Problem details: Set down the full listing exactly, character for character.

== == ==

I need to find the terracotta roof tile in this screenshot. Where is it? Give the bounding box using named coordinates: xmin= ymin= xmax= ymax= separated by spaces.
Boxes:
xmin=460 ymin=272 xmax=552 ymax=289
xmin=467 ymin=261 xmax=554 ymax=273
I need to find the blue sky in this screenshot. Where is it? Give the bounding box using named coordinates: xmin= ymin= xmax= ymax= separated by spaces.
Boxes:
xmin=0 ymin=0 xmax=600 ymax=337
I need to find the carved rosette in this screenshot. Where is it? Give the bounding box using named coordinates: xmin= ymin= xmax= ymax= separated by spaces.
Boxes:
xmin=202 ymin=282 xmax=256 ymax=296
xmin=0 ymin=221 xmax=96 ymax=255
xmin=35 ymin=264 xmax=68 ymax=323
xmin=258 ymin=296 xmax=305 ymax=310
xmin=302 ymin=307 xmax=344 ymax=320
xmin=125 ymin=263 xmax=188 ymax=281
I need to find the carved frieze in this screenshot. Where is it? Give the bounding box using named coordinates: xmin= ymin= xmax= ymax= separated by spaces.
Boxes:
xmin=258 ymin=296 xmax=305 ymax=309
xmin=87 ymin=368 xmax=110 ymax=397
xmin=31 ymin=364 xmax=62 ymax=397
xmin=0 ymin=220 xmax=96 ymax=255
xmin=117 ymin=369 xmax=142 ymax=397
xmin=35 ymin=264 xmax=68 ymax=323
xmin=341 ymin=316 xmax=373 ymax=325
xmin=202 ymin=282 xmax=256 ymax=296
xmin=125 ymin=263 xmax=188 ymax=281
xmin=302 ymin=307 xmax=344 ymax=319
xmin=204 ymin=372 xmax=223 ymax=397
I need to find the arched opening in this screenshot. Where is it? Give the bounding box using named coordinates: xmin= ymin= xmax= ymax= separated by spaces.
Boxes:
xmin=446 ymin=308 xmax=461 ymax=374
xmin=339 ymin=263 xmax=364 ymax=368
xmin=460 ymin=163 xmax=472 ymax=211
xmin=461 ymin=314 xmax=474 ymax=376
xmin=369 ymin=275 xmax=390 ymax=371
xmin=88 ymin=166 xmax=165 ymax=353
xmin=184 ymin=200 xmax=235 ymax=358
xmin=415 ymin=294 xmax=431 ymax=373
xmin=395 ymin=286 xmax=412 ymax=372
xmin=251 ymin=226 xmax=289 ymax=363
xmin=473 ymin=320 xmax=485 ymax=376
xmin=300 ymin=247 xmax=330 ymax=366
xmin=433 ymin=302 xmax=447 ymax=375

== == ==

Result:
I need to find the terracotta roof tile in this screenshot. Where is it? Give the bounding box using named coordinates: xmin= ymin= xmax= ymax= separated by spaces.
Boxes:
xmin=460 ymin=272 xmax=552 ymax=289
xmin=467 ymin=261 xmax=554 ymax=273
I need to find the blue sky in this screenshot. Where is it? Give the bounding box using named coordinates: xmin= ymin= xmax= ymax= separated by spaces.
Boxes:
xmin=0 ymin=0 xmax=600 ymax=337
I need to find the carved rosette in this screenshot. Where is it? Give the bounding box using named coordinates: xmin= ymin= xmax= ymax= separated by spaces.
Boxes:
xmin=202 ymin=282 xmax=256 ymax=296
xmin=0 ymin=221 xmax=96 ymax=255
xmin=35 ymin=264 xmax=68 ymax=323
xmin=258 ymin=296 xmax=305 ymax=310
xmin=302 ymin=307 xmax=344 ymax=320
xmin=125 ymin=263 xmax=188 ymax=281
I need to find the carved frieze in this screenshot. Where is it? Give the bounding box using named coordinates: xmin= ymin= xmax= ymax= separated by spaces.
Boxes:
xmin=258 ymin=296 xmax=305 ymax=309
xmin=87 ymin=368 xmax=110 ymax=397
xmin=31 ymin=364 xmax=62 ymax=397
xmin=0 ymin=220 xmax=96 ymax=255
xmin=117 ymin=369 xmax=142 ymax=397
xmin=35 ymin=264 xmax=68 ymax=323
xmin=341 ymin=316 xmax=373 ymax=325
xmin=202 ymin=282 xmax=256 ymax=296
xmin=125 ymin=263 xmax=188 ymax=281
xmin=302 ymin=307 xmax=344 ymax=319
xmin=204 ymin=372 xmax=223 ymax=397
I need to find the arched opening in this screenshot. Where is it? Give the bounding box using named coordinates: xmin= ymin= xmax= ymax= separated by spaces.
Boxes:
xmin=446 ymin=308 xmax=461 ymax=374
xmin=339 ymin=263 xmax=364 ymax=368
xmin=460 ymin=163 xmax=472 ymax=211
xmin=461 ymin=314 xmax=474 ymax=376
xmin=369 ymin=275 xmax=390 ymax=371
xmin=88 ymin=166 xmax=165 ymax=353
xmin=184 ymin=200 xmax=235 ymax=358
xmin=415 ymin=294 xmax=431 ymax=373
xmin=395 ymin=286 xmax=412 ymax=372
xmin=251 ymin=226 xmax=289 ymax=363
xmin=473 ymin=320 xmax=485 ymax=376
xmin=300 ymin=247 xmax=330 ymax=366
xmin=433 ymin=302 xmax=447 ymax=375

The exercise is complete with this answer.